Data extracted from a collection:
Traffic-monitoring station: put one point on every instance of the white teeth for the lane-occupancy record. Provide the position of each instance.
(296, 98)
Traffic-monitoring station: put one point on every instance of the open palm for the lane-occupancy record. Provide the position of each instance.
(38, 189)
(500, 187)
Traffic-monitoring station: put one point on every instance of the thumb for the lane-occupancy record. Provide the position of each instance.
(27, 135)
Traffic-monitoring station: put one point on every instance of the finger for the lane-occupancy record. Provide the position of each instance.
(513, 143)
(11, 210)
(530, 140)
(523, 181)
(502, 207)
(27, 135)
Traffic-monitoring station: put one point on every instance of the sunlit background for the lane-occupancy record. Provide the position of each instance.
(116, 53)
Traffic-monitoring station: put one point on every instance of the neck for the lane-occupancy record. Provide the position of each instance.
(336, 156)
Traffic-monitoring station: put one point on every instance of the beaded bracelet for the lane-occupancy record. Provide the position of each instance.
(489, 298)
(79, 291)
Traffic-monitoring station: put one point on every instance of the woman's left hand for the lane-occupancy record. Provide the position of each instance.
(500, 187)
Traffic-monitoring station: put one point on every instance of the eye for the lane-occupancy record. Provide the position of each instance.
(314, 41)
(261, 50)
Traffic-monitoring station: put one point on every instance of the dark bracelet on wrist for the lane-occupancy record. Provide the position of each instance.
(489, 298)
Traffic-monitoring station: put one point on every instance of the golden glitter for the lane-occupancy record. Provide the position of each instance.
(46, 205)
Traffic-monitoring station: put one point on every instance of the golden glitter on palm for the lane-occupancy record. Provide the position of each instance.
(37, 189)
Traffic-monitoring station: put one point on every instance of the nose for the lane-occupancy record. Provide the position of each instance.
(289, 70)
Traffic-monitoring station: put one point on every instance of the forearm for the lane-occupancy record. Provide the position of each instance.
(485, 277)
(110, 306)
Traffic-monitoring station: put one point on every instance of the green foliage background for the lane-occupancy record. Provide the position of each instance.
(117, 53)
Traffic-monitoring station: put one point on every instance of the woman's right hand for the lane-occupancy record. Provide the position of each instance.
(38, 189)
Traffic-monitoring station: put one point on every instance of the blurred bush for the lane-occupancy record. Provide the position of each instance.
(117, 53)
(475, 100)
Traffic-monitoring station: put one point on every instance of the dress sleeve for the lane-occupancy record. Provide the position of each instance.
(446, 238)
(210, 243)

[WORK INSTRUCTIONS] Only those lines running from the one containing "golden glitter for" through the last line of the data above are to be copied, exactly, with both ends included.

[RESULT]
Traffic-monitoring station: put one point on every instance of the golden glitter for the lane-occupancy record. Provide the position of each instance.
(46, 205)
Traffic-monitoring station: put one point on every instance of the golden glitter on palm for the lane-occupancy record. Provide the position of each instance.
(37, 189)
Traffic-monitoring station: put one point on every instance of the nose for the lane-occupancy record. Provide the position of each instance.
(289, 70)
Traffic-monitoring station: put one point on every instance of the forearm for the lane-occupancy record. Provide the position of each instance.
(485, 277)
(110, 306)
Traffic-monitoring station: put one point on every instance of the green foliage background for the lane-occupancy record. Provide the position of each instance.
(117, 53)
Traffic-monitoring station: put one point on every instance of the woman's right hand for the lane-occupancy record. Provide the position of each instance.
(38, 189)
Traffic-monitoring station: put one point on every instance of the blurred bush for the lane-occupancy record. Provide the position of each instance.
(117, 53)
(475, 100)
Traffic-monitoring station: put one point on every instance of the dress sleeve for the lane-occupancy record. Provide the position of each instance.
(446, 238)
(210, 243)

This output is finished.